### REQUIREMENT
Lay out the items below as a two-column CSV with the headers text and answer, one row per item, with each item's text and its answer in its own quoted field and line breaks replaced by spaces. Begin at the line that has "the green leaf" and stop after the last item.

>>>>>

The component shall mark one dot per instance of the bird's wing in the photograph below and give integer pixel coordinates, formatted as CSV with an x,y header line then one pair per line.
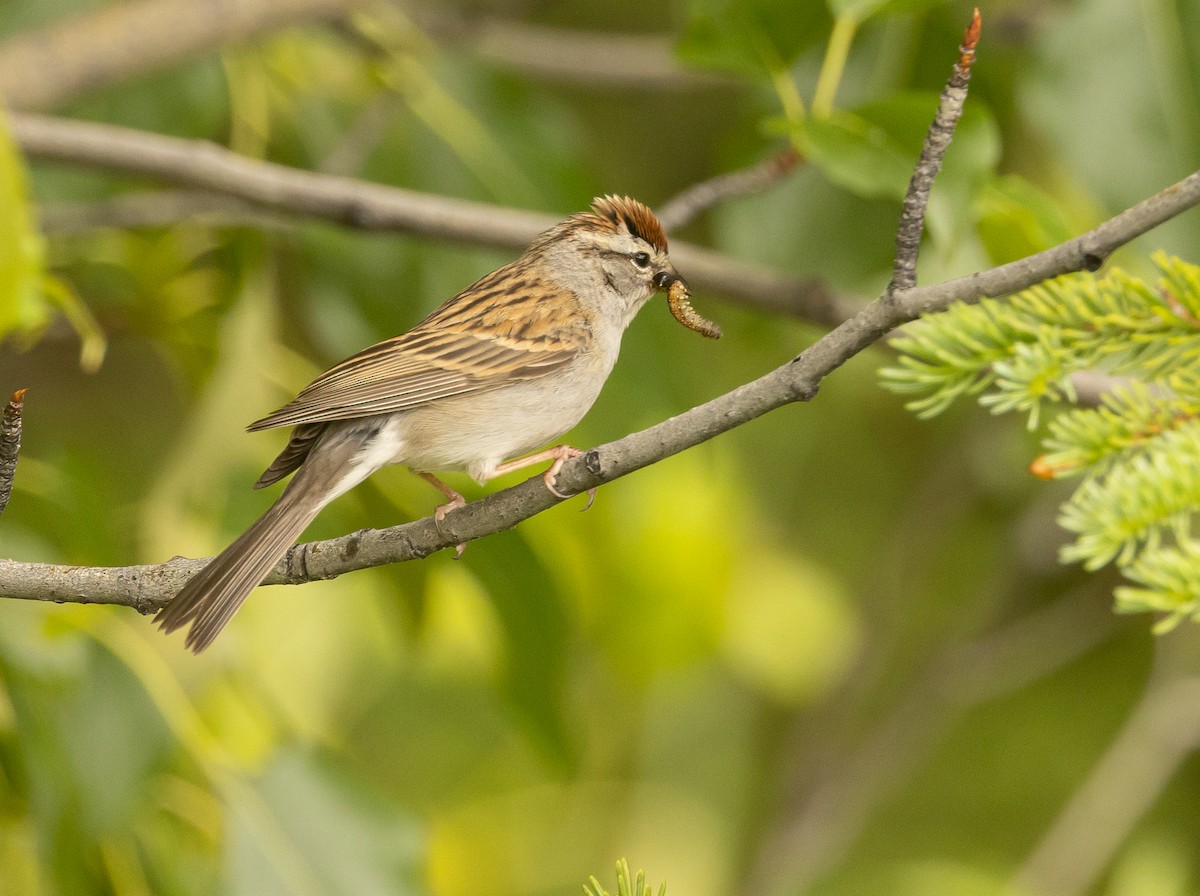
x,y
496,332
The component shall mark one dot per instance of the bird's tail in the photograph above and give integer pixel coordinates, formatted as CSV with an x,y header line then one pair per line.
x,y
210,597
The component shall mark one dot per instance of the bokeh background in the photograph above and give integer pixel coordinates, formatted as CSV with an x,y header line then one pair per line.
x,y
829,653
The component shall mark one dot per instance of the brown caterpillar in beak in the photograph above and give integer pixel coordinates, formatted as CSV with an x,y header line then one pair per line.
x,y
679,301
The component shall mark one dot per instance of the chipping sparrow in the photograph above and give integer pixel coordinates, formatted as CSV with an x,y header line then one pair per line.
x,y
511,362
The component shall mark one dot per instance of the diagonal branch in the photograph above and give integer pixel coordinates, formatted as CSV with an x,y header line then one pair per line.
x,y
150,587
373,206
691,202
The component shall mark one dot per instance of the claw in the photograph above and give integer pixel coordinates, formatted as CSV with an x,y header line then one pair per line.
x,y
439,513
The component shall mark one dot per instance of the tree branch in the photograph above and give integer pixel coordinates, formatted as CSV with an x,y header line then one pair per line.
x,y
691,202
10,444
373,206
941,131
147,588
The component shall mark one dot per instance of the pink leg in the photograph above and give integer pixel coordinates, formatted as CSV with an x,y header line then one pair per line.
x,y
455,501
559,455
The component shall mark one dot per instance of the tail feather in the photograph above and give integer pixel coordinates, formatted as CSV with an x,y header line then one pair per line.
x,y
210,599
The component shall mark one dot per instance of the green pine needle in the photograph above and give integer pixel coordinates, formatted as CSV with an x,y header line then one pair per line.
x,y
1138,453
625,884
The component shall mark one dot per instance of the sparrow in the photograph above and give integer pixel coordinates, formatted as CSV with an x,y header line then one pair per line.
x,y
505,366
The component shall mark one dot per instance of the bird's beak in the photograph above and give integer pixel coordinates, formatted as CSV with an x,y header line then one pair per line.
x,y
663,280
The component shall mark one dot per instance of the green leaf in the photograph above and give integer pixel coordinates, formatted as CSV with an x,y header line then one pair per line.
x,y
309,828
871,152
91,761
750,37
862,10
859,155
1015,218
22,248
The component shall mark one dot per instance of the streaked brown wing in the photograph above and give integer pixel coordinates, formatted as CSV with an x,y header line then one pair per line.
x,y
485,337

<<<<<

### SOLUTION TO THIS PROBLEM
text,answer
"The component shall mark one dot per instance of the green leaf in the photograph above and give integer pixel coordinates, formatted as CSV with an x,y header line then one pair per line.","x,y 309,828 871,152 91,761 750,37 862,10 859,155 1015,218 22,248"
"The component shall mark one dot per instance of the streaked brown wing in the photograph above and give integer pixel coordinates, formatted as CSV with an x,y header line then one pair per line.","x,y 485,337"